Work item => Within the entries below, find every line that has the string "lower", then copy it.

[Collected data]
__________________________________________________

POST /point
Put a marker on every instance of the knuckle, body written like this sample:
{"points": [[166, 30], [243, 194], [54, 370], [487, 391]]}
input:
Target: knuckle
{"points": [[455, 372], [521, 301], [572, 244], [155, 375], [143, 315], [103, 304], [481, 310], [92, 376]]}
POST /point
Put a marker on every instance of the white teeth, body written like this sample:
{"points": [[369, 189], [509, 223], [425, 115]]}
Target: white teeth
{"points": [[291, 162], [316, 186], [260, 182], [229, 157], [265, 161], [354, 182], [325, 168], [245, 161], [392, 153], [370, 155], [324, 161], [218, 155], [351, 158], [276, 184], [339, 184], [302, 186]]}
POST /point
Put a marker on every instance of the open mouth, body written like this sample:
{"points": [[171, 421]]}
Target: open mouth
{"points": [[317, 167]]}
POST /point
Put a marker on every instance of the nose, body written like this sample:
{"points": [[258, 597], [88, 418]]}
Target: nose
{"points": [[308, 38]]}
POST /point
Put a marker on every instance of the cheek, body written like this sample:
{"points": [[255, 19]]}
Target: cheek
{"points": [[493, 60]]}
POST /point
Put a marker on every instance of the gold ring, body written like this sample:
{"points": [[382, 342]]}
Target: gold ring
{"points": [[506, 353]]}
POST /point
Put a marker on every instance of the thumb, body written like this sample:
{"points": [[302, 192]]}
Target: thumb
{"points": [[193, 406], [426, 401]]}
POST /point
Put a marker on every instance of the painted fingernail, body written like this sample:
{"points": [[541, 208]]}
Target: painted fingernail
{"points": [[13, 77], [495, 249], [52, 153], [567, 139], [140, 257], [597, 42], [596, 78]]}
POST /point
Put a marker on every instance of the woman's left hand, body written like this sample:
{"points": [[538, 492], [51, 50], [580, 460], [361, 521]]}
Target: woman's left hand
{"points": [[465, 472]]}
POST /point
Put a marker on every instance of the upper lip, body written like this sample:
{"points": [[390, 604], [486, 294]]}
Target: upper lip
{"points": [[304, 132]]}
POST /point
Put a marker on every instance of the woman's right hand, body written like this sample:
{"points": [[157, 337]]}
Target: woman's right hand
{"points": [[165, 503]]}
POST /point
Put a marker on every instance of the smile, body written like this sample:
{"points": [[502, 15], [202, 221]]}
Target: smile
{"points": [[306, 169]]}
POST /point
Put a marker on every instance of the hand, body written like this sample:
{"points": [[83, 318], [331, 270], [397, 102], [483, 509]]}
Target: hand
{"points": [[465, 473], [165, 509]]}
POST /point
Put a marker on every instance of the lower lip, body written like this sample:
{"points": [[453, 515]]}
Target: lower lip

__________________________________________________

Response area =>
Put a marker on every instance of the lower lip, body written like this sample:
Target: lower lip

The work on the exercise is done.